# AIM
Gather every line of the entries below that contains the string "thatched", matching case exactly, and copy each line in full.
===== SUPPLIED RECORDS =====
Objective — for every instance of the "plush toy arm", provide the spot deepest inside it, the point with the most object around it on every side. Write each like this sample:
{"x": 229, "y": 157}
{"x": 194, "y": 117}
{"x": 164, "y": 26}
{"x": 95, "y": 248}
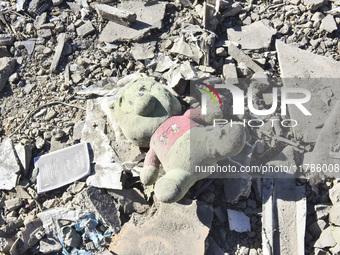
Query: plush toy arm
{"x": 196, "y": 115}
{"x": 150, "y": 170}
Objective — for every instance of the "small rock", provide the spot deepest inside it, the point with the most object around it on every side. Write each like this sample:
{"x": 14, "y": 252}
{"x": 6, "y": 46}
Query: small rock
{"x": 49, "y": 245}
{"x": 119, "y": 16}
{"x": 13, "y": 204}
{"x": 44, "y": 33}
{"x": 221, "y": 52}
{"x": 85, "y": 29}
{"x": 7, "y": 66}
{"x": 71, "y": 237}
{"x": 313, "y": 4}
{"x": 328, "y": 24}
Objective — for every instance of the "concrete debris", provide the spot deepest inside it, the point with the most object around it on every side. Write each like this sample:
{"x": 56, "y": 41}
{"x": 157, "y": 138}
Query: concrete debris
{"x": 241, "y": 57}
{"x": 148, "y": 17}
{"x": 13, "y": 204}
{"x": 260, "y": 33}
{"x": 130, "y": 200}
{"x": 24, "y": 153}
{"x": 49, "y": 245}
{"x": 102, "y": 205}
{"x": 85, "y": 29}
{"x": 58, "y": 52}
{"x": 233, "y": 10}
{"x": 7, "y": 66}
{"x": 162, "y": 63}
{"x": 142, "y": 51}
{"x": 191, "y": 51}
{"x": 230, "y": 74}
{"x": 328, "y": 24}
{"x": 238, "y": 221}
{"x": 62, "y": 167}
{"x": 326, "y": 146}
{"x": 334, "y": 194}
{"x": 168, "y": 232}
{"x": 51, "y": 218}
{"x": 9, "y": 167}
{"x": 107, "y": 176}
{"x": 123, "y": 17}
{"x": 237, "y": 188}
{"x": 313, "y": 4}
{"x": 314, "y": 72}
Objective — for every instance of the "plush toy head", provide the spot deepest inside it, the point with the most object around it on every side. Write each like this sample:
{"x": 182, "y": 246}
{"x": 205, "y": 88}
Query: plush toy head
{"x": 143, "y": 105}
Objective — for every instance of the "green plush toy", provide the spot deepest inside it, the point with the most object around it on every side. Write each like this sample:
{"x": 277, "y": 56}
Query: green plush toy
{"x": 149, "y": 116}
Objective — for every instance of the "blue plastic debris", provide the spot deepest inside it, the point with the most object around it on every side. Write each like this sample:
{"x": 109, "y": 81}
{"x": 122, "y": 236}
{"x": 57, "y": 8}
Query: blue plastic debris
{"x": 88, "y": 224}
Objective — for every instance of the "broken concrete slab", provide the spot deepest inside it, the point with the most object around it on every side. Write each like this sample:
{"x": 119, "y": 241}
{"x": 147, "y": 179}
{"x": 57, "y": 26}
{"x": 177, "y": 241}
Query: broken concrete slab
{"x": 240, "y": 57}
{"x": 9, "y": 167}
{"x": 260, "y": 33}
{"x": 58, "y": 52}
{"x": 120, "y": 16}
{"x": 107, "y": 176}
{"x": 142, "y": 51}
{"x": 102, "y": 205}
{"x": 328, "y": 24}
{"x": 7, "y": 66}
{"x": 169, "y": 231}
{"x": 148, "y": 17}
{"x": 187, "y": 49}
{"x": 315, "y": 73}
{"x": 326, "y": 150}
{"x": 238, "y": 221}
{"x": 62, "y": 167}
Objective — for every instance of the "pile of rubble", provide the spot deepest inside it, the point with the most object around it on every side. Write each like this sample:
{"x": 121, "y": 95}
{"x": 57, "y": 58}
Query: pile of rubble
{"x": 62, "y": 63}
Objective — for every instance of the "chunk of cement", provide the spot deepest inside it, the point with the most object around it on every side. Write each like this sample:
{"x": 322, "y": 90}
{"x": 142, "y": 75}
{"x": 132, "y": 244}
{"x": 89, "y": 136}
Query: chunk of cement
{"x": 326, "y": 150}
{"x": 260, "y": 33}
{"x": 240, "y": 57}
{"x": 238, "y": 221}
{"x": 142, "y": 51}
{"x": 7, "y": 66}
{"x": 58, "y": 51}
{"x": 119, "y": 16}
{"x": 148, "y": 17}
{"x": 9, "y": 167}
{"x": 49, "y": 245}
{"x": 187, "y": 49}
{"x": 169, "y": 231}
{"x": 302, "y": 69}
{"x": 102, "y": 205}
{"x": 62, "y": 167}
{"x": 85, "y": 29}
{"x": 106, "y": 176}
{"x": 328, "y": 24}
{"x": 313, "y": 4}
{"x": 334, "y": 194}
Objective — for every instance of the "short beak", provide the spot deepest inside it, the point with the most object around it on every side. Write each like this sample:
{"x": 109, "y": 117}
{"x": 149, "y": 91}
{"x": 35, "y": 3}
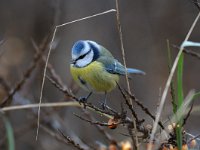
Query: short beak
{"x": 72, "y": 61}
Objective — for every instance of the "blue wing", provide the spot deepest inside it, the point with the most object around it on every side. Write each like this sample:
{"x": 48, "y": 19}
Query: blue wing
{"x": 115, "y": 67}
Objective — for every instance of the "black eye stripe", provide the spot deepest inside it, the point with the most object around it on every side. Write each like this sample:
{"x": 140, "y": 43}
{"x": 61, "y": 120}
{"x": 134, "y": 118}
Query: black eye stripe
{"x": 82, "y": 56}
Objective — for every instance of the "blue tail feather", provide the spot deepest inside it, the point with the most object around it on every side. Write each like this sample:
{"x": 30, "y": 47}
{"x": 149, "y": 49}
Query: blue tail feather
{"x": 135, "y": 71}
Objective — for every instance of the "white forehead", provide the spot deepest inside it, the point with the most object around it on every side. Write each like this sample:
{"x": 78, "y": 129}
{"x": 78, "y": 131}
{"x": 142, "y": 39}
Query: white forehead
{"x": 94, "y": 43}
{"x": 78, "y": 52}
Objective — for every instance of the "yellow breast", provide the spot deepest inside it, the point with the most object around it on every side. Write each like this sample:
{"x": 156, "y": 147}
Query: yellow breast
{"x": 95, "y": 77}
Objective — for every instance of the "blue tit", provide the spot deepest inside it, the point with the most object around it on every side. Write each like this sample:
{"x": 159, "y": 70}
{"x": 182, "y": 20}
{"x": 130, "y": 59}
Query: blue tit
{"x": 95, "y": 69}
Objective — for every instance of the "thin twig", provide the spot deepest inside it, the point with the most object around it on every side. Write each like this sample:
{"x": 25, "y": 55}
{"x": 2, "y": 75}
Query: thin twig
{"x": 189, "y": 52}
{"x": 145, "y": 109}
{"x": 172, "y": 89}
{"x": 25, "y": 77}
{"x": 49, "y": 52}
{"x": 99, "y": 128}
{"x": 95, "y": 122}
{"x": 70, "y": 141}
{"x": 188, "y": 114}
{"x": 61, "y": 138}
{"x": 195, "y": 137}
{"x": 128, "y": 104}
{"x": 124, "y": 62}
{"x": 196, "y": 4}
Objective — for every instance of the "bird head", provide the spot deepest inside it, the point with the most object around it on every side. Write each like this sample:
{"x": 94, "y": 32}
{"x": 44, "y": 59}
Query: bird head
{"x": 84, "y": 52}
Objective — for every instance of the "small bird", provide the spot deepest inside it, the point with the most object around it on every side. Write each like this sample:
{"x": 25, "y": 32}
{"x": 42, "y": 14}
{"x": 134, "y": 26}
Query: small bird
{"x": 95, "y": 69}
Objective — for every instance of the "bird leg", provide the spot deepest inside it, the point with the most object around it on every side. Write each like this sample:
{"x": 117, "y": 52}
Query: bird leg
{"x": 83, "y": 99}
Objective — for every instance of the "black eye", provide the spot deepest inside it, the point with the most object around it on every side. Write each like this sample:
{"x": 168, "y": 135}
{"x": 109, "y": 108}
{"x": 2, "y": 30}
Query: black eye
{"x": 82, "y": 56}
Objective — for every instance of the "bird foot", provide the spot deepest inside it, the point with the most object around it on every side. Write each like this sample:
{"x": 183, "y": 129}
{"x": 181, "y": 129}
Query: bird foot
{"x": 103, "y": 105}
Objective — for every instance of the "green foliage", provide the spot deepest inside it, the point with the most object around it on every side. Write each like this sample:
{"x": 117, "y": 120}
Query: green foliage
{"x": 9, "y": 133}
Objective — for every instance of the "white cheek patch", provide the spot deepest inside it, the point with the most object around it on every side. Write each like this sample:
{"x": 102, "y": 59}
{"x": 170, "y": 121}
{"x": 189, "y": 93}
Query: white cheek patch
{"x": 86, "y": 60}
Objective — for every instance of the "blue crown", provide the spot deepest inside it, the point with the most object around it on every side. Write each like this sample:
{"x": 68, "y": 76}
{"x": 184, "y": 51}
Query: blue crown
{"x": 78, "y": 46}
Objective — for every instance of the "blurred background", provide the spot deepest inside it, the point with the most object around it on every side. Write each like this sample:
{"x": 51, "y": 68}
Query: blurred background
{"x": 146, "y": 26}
=====
===== SUPPLIED RECORDS =====
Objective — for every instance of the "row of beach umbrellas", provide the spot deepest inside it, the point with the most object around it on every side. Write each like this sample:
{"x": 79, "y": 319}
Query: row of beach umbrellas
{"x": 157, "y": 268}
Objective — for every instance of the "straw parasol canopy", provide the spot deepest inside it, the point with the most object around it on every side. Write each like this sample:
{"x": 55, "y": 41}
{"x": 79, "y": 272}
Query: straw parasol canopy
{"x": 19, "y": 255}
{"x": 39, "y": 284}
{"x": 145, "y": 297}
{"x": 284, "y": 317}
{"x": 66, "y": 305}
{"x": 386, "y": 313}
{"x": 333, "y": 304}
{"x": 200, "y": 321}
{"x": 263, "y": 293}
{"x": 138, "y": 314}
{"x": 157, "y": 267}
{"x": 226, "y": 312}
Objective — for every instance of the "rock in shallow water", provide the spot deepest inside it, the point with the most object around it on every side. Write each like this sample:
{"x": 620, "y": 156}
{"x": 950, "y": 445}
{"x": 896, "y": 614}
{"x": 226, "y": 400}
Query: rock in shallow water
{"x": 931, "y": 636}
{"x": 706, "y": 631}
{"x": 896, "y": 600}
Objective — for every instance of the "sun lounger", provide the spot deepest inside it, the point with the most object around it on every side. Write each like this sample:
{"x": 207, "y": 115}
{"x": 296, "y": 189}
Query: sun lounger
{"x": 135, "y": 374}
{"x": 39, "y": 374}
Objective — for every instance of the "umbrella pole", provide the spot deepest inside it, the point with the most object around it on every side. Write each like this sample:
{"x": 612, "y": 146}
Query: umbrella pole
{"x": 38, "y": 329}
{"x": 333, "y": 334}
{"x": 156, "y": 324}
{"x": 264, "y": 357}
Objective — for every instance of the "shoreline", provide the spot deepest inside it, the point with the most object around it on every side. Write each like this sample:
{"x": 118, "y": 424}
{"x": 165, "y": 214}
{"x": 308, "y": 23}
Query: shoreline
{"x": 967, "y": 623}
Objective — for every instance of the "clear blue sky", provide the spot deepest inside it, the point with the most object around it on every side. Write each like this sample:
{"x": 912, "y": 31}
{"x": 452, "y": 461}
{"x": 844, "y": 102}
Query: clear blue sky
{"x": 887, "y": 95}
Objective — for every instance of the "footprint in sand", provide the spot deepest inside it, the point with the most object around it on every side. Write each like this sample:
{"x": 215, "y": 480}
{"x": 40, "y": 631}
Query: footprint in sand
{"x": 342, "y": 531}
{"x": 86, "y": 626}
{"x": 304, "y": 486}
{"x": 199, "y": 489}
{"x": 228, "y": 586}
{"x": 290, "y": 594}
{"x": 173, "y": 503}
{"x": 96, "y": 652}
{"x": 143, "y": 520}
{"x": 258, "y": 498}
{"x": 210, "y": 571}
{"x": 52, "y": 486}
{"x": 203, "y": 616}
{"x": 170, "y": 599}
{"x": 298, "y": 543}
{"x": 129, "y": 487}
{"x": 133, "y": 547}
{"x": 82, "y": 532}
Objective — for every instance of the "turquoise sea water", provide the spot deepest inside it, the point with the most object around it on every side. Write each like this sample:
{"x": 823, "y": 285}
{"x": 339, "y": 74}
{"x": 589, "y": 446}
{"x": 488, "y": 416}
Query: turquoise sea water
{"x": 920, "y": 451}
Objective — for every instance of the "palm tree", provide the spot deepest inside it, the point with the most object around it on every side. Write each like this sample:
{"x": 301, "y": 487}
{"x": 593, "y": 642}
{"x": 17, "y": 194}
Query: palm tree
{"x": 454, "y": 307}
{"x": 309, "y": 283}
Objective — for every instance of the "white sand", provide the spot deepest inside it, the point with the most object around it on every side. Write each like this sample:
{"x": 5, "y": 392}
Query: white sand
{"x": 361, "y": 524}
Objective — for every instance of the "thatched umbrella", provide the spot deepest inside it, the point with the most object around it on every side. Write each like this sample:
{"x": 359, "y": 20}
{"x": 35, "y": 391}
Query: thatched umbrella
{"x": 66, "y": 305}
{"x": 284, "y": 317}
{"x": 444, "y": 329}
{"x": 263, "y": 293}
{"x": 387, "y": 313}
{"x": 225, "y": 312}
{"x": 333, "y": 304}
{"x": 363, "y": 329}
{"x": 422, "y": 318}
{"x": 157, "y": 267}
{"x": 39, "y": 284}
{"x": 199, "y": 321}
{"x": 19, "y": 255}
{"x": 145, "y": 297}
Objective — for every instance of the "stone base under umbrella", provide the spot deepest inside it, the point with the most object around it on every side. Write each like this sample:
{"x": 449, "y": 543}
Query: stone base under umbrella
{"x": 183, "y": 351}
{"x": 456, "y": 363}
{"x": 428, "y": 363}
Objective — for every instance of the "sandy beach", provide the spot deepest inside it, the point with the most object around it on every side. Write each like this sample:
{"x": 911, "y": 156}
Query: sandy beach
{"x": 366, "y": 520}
=====
===== SUPPLIED RECORDS =====
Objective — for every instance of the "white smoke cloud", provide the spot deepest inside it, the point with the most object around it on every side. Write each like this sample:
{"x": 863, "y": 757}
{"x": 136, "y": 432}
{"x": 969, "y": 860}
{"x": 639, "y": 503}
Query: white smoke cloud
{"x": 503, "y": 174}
=====
# SOLUTION FOR THIS PROBLEM
Objective — for every instance of the "thatched umbrella", provide the spot deepest inside it, the point with the most object around it on every side. Write each like this sample:
Query: thatched umbrella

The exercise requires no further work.